===== PAGE TEXT

What is Social Engineering Attacks?

Social engineering is the term used for a broad range of malicious activities accomplished through human interaction. It is defined as the art of exploiting human psychology, rather than the technical hacking techniques. Cybercriminals try to gain access to a system or data. In 2016, 60 percent of enterprises were victims of a social engineering attack. In 2017, small to mid-sized businesses spent an average of $879,582 recovering from cybersecurity damages. Credential compromise has increased by nearly 70 percent since 2017 and reports of data loss have tripled since 2016.

How it works

Social engineers used a variety of techniques to carry out attacks. Almost every type of attacks involve some kind of social engineering. Viruses and phishing scams are the most common. The first step in most social engineering attacks for an attacker is to perform research and reconnaissance on the target and try to gather all the information of the victim, in the next step the attacker plans when and how the plan will execute, next step is to collect the tool required for the attack, the next step attacks, and the last step is the use of acquiring knowledge, which means the information gathered during social engineering techniques.

Baiting

In this type of social engineering attacks depends upon a victim taking the bait, just like a fish reacting to a worm on a hook, in this cybercriminal leaves a malware infected physical device, such as USB drive in a place where the target will see it. The victim then picks up the device and loads it onto his or her computer, unintentionally installing malware.

Phishing

Phishing remains the most popular social engineering attack of all due to its high success rate. In this attacker sends a fraud Email masked as a legitimate Email, it often purporting from a trusted source. Intention of sending this type of mail is to trick the recipient into sharing personal or financial information or clicking on a link that installs malware.

Vishing

Vishing is also known as voice phishing. We can also say that it is a voice version of fishing in which V stands for voice otherwise, the scam procedure is same. The criminal uses the phone to trick a victim into handing over valuable information.

Whaling

A whaling attack is an attempt to steal sensitive information and is often targeted at senior management or other high-profile targets such as politicians or celebrities. The word whaling is used to indicate that the target being pursued is a big fish to capture. Whaling emails are a lot more sophisticated than your run of the mill phishing emails and much harder to spot.

Pretexting

In pretexting one person lies to another person to gain access to personal data. For example in pretexting scam all the attacker pretends like that they need personal data in order to confirm the identity of the recipient.

Prevention

  1. Don’t open emails and attachments from suspicious sources.
  2. Keep your antivirus/antimalware software updated.
  3. Delete any request for financial information or passwords.
  4. Set your spam filters to high.
  5. Be vigilant.
  6. Use phishing simulation platforms like PhishGrid to train your people for this type of attack.

==========

TASK TO COMPLETE:
Answer these from the page on social engineering attacks:
(a) What physical device does the page give as an example of what a cybercriminal leaves behind in baiting?
(b) In vishing, what does the V stand for?
(c) Whom are whaling attacks often aimed at?
The lines that follow have no connection to the page on social engineering attacks.

===== EXERCISE DATA

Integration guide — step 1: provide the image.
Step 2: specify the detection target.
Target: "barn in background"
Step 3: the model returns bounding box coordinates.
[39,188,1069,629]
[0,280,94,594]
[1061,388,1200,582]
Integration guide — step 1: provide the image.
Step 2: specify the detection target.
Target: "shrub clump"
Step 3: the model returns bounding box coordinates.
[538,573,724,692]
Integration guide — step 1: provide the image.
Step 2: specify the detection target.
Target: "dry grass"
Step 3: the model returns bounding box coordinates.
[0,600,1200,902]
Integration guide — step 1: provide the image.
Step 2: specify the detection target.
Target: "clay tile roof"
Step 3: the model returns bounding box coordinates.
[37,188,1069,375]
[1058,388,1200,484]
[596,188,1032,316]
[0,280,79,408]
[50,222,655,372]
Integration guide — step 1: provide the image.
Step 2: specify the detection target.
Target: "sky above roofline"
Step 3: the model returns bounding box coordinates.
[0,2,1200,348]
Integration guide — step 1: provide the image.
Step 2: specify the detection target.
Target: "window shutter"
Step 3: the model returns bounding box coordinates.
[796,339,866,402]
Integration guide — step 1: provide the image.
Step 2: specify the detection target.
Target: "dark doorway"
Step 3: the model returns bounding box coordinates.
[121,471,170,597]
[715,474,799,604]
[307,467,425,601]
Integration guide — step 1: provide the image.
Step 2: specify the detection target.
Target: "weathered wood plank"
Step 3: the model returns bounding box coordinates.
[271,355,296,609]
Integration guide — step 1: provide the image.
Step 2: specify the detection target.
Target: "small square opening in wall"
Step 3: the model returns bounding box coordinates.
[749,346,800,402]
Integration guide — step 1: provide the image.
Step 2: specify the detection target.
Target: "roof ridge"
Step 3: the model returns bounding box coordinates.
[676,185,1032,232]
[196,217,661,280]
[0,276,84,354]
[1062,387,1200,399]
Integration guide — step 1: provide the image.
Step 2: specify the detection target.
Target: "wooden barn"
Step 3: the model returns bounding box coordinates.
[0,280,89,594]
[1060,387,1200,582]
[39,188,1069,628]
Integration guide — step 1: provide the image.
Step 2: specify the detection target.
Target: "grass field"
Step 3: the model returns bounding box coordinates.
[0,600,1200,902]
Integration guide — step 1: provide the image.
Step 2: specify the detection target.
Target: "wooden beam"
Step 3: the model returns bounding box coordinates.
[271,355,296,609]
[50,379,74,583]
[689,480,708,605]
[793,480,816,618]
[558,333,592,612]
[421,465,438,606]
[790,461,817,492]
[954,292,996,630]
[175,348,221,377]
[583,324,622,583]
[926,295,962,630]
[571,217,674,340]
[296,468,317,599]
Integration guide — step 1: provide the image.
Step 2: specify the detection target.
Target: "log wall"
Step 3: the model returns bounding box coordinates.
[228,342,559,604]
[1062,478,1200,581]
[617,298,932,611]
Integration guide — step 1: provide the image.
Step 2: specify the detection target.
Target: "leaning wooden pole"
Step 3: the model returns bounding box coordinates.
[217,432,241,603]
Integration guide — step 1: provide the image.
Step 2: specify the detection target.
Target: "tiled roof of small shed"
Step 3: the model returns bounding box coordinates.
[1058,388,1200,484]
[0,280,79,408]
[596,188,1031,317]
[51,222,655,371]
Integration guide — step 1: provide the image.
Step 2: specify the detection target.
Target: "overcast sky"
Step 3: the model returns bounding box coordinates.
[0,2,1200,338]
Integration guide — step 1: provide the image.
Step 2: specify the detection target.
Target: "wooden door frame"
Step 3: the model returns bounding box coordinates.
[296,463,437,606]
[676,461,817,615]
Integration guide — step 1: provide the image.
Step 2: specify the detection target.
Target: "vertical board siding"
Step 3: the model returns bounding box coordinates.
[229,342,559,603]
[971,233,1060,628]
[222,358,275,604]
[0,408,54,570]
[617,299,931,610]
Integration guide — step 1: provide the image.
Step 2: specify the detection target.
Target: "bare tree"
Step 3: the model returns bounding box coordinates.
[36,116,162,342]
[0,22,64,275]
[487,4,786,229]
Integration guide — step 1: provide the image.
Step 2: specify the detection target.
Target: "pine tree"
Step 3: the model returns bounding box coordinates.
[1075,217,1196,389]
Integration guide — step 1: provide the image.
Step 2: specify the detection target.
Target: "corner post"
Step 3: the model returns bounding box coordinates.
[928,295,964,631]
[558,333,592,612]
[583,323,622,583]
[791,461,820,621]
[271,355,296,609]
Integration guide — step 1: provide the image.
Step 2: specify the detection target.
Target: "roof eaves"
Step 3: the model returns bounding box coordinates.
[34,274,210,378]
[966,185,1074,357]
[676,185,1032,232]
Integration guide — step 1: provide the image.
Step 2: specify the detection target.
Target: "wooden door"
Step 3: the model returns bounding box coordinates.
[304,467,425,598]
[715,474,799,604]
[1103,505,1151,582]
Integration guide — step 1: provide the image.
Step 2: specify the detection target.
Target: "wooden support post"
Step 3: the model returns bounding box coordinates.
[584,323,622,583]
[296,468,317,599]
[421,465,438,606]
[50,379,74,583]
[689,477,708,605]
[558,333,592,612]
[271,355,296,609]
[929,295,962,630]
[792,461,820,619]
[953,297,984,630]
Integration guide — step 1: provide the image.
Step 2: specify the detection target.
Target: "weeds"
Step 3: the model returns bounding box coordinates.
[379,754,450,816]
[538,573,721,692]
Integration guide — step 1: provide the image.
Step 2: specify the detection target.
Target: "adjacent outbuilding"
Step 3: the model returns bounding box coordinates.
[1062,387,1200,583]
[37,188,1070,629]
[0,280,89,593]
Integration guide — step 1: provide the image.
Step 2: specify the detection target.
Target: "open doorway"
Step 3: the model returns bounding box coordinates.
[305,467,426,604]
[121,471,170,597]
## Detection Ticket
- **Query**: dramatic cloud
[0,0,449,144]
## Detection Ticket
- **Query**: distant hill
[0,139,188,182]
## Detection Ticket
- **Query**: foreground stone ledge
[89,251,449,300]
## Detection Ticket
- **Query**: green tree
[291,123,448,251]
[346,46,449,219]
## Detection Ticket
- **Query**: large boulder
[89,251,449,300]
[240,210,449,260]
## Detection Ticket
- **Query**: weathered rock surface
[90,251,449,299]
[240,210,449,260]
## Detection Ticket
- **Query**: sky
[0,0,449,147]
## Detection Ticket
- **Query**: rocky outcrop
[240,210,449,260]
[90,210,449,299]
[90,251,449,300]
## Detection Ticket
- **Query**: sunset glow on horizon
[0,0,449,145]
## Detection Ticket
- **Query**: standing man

==========

REPLY:
(a) A USB drive.
(b) Voice.
(c) Senior management or other high-profile targets such as politicians or celebrities.